### Exercise instructions
Reproduce the data exactly as it stands.

*** Begin section ***

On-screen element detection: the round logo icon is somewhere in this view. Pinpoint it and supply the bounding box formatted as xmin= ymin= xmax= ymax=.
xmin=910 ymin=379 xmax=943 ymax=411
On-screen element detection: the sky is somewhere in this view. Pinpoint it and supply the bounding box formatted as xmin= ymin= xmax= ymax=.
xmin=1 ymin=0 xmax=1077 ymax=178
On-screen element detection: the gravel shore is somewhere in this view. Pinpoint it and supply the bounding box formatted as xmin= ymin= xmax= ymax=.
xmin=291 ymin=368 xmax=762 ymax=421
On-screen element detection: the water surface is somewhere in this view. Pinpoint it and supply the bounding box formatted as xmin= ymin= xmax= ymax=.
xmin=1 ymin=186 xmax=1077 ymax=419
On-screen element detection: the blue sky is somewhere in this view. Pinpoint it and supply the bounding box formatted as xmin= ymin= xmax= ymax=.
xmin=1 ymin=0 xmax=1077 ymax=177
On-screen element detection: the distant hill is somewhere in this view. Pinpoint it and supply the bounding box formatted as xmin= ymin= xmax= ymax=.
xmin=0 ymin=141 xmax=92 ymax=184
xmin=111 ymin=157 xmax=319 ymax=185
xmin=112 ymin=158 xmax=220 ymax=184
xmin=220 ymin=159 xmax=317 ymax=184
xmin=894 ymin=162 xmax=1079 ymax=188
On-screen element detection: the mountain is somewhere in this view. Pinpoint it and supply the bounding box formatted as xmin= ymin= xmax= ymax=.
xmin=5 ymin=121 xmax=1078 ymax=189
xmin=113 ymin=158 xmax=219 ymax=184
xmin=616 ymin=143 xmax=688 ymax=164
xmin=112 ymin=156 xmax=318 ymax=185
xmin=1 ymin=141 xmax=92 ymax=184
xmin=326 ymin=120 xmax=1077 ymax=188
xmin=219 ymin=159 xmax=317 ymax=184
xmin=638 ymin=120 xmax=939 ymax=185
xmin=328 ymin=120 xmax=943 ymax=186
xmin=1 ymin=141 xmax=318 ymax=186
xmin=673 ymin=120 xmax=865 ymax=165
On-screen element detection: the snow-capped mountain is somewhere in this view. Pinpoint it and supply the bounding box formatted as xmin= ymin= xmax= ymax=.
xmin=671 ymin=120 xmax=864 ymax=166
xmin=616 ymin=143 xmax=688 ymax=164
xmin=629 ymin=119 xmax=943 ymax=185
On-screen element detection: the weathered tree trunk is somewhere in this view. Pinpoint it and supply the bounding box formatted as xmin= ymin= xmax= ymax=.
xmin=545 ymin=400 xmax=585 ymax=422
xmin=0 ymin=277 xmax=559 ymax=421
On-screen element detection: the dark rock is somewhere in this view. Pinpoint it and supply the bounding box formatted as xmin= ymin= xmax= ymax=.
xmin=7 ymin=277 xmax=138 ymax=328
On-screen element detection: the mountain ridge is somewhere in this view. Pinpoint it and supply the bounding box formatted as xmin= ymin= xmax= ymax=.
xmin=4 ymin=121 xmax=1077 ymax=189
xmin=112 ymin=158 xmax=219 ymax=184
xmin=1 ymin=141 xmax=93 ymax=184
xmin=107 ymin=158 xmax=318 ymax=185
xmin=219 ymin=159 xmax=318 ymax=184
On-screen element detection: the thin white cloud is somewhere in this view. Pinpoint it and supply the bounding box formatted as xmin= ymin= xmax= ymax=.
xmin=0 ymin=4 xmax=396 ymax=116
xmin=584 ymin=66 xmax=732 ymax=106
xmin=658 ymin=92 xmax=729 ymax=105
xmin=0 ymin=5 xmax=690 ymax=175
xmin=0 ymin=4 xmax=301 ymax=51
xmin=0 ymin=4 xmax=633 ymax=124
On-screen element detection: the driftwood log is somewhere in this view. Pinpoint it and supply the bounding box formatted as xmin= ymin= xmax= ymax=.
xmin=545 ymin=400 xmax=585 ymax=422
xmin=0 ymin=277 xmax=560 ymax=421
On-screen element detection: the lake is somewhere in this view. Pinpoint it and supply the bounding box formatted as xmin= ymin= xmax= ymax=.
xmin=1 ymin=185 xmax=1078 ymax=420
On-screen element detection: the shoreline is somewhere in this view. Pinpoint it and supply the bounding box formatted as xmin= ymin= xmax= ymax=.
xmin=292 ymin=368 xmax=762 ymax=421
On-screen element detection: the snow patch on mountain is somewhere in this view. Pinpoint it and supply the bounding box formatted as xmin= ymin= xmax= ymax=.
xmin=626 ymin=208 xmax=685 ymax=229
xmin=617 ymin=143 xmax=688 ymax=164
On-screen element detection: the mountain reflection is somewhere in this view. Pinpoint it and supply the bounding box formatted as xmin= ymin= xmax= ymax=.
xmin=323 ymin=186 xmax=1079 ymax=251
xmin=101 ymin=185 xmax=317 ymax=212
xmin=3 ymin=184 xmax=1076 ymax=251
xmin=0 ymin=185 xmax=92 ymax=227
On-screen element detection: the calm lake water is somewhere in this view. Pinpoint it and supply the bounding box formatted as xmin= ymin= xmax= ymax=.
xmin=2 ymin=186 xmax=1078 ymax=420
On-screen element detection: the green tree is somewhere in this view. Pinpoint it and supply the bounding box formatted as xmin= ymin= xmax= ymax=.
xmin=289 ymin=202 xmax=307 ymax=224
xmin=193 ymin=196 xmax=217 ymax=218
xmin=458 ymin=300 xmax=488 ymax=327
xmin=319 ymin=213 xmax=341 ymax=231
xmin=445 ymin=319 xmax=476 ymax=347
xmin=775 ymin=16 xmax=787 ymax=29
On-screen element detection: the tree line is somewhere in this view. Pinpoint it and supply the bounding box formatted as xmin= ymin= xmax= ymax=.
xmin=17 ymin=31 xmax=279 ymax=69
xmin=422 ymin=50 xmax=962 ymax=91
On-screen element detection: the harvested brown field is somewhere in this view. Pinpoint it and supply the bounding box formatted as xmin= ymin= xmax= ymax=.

*** End section ***

### Response to this task
On-screen element detection: the round logo icon is somewhere in this view. Pinpoint it and supply the bounding box formatted as xmin= ymin= xmax= ymax=.
xmin=910 ymin=379 xmax=943 ymax=411
On-screen element detection: the sky is somewhere in this view. Pinpoint it and supply the bounding box formatted as xmin= ymin= xmax= ymax=.
xmin=1 ymin=0 xmax=1077 ymax=178
On-screen element detection: the gravel shore is somewhere in this view. Pinpoint it and supply the bounding box formatted as xmin= ymin= xmax= ymax=.
xmin=291 ymin=368 xmax=762 ymax=421
On-screen element detection: the water surface is somewhere in this view. Pinpoint it and supply the bounding box formatted as xmin= ymin= xmax= ymax=.
xmin=1 ymin=186 xmax=1077 ymax=419
On-screen element detection: the blue sky is somewhere in this view. Pinpoint it and supply the bounding box formatted as xmin= ymin= xmax= ymax=.
xmin=1 ymin=0 xmax=1077 ymax=177
On-screen element detection: the distant hill is somewhere in this view. Pinpoint it and supply the bounding box formatted as xmin= ymin= xmax= ymax=.
xmin=0 ymin=141 xmax=92 ymax=184
xmin=111 ymin=157 xmax=319 ymax=185
xmin=112 ymin=158 xmax=220 ymax=184
xmin=220 ymin=159 xmax=317 ymax=184
xmin=894 ymin=162 xmax=1079 ymax=188
On-screen element detection: the mountain is somewhere in this view. Pinpoint it and supply the bounding box formatted as xmin= ymin= xmax= ymax=.
xmin=5 ymin=121 xmax=1078 ymax=189
xmin=113 ymin=158 xmax=219 ymax=184
xmin=616 ymin=143 xmax=688 ymax=164
xmin=112 ymin=156 xmax=318 ymax=185
xmin=1 ymin=141 xmax=92 ymax=184
xmin=326 ymin=120 xmax=1077 ymax=188
xmin=219 ymin=159 xmax=317 ymax=184
xmin=638 ymin=120 xmax=939 ymax=185
xmin=328 ymin=120 xmax=943 ymax=186
xmin=1 ymin=141 xmax=318 ymax=186
xmin=673 ymin=120 xmax=865 ymax=165
On-screen element detection: the snow-capped mountain is somewhere in this view. Pinpoint it and supply the bounding box formatted as xmin= ymin= xmax= ymax=.
xmin=671 ymin=120 xmax=864 ymax=166
xmin=616 ymin=143 xmax=688 ymax=164
xmin=629 ymin=119 xmax=943 ymax=185
On-screen element detection: the weathered tree trunk is somewhere in this view. Pinpoint it and supply the bounding box formatted as xmin= ymin= xmax= ymax=.
xmin=545 ymin=400 xmax=585 ymax=422
xmin=0 ymin=277 xmax=559 ymax=421
On-screen element detection: the dark rock is somewhere in this view. Pinpoint it and supply the bounding box formatted as xmin= ymin= xmax= ymax=.
xmin=7 ymin=277 xmax=138 ymax=328
On-screen element detection: the mountain ridge is somewhere in this view. Pinpoint it and supply the bounding box formatted as xmin= ymin= xmax= ymax=.
xmin=4 ymin=121 xmax=1077 ymax=189
xmin=112 ymin=158 xmax=219 ymax=184
xmin=1 ymin=141 xmax=93 ymax=184
xmin=107 ymin=158 xmax=318 ymax=185
xmin=219 ymin=159 xmax=318 ymax=184
On-screen element detection: the thin white cloud is somewhere in this view. Pinpoint it and supply the bounding box formatted as xmin= ymin= xmax= ymax=.
xmin=0 ymin=4 xmax=396 ymax=116
xmin=584 ymin=66 xmax=732 ymax=106
xmin=658 ymin=92 xmax=729 ymax=105
xmin=0 ymin=5 xmax=690 ymax=175
xmin=0 ymin=4 xmax=301 ymax=51
xmin=0 ymin=4 xmax=633 ymax=124
On-screen element detection: the driftwood log is somewhere in this view. Pinpoint it and supply the bounding box formatted as xmin= ymin= xmax= ymax=.
xmin=545 ymin=400 xmax=585 ymax=422
xmin=0 ymin=277 xmax=560 ymax=421
On-screen element detection: the lake is somewhere in this view. Pinpoint it and supply the bounding box formatted as xmin= ymin= xmax= ymax=.
xmin=1 ymin=185 xmax=1078 ymax=420
On-screen element detection: the shoreline is somewhere in this view. Pinpoint it and supply the bounding box formatted as xmin= ymin= xmax= ymax=.
xmin=292 ymin=368 xmax=762 ymax=421
On-screen element detection: the snow patch on mountain is somewhere in this view. Pinpoint it and supply the bounding box formatted as xmin= ymin= xmax= ymax=.
xmin=626 ymin=208 xmax=685 ymax=229
xmin=617 ymin=143 xmax=688 ymax=164
On-screen element detection: the mountain reflection is somewhere in this view. Pinpoint it and supply the bounding box formatted as xmin= ymin= xmax= ymax=.
xmin=323 ymin=186 xmax=1079 ymax=251
xmin=101 ymin=185 xmax=317 ymax=212
xmin=3 ymin=184 xmax=1076 ymax=251
xmin=0 ymin=185 xmax=92 ymax=227
On-screen element detection: the calm lake water is somewhere in this view. Pinpoint it and supply the bounding box formatted as xmin= ymin= xmax= ymax=.
xmin=2 ymin=186 xmax=1078 ymax=420
On-screen element detection: the green tree is somewhere in this view. Pinpoint it and supply the bounding box formatted as xmin= ymin= xmax= ymax=.
xmin=289 ymin=202 xmax=307 ymax=224
xmin=193 ymin=196 xmax=217 ymax=218
xmin=458 ymin=300 xmax=488 ymax=327
xmin=319 ymin=213 xmax=341 ymax=231
xmin=445 ymin=319 xmax=476 ymax=347
xmin=775 ymin=16 xmax=787 ymax=29
On-screen element detection: the tree line is somewhere in this view. Pinpoint it and supply the bounding box formatted as xmin= ymin= xmax= ymax=.
xmin=17 ymin=31 xmax=279 ymax=69
xmin=422 ymin=50 xmax=962 ymax=91
On-screen element detection: the harvested brown field is somewhere in this view. Pinpoint it and supply the bounding box formatted as xmin= ymin= xmax= ymax=.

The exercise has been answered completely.